TEXT PASSAGE ::
"""
Blockchain Land Registry & Property Records

in beyond-bitcoin •  8 years ago 

Bitcoin.com interviews Nathan Wosnack of Ubitquity
Reposted, with permission, by Gabriel Scheare

What does the Ubitquity platform do?

We recognized the utility of the blockchain for its record keeping capabilities and decided to develop those capabilities to meet humanity’s ever increasing needs for efficient record keeping related to real estate, while simultaneously yielding significant cost savings for all parties involved in real estate transactions. Along the way, we realized that some municipalities have actually begun exploring this exact possibility; which only highlights the fact that this is exactly the right time and we are in precisely the right place.

What’s the long-term goal?

To offer a simple user experience for securely recording, tracking, and transferring deeds on our SaaS (Software-as-a-Service) blockchain platform. As it evolves, the platform will assist financial institutions, title, and mortgage companies benefit from a reduced title search time, increased confidence and transparency.

What’s the benefit of having an immutable property record?
"""
WHAT THIS TASK INVOLVES ::
In the interview about blockchain property records, what does SaaS stand for? The items that follow are separate material, unrelated to the interview.

INFORMATION PROVIDED ::
"""
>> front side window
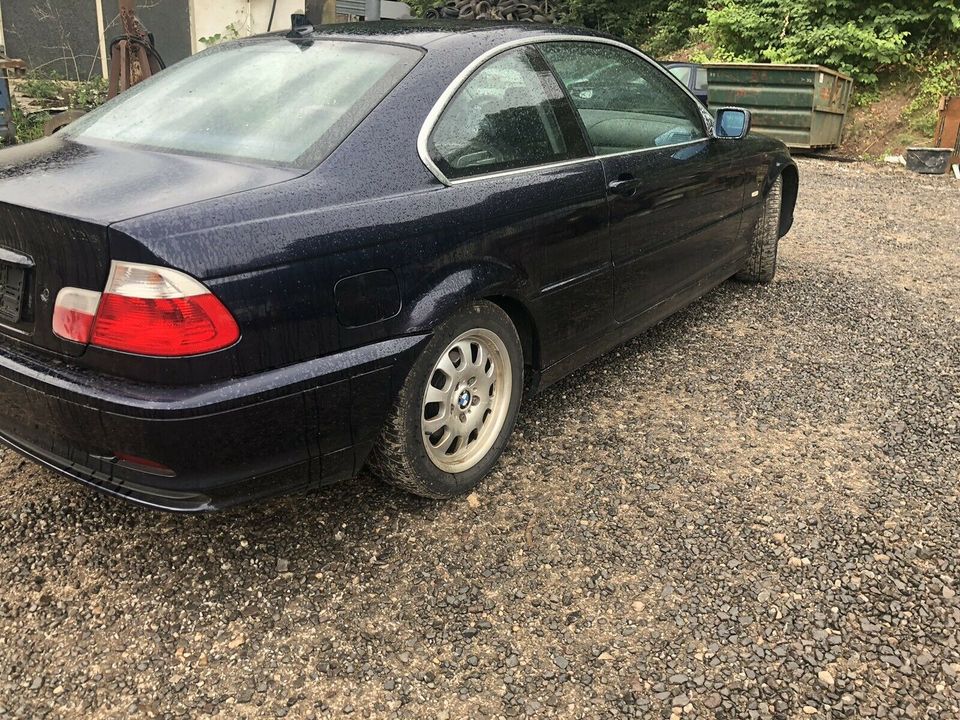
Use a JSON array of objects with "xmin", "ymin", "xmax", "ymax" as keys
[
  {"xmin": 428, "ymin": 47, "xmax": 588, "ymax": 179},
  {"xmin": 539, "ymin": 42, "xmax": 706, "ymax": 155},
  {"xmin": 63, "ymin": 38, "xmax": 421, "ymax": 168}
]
"""
"""
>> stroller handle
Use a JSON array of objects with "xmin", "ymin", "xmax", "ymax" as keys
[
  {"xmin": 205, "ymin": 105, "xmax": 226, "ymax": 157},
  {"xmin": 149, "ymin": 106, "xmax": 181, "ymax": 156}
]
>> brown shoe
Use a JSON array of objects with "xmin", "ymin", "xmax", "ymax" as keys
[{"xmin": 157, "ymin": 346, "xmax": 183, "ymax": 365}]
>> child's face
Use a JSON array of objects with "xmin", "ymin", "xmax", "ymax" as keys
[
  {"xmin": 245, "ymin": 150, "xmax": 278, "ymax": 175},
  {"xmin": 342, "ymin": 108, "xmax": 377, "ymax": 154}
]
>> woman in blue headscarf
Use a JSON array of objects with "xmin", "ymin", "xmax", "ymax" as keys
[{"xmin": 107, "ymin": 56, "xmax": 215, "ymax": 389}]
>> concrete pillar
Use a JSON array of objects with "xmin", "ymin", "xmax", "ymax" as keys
"""
TASK RESULT ::
Software-as-a-Service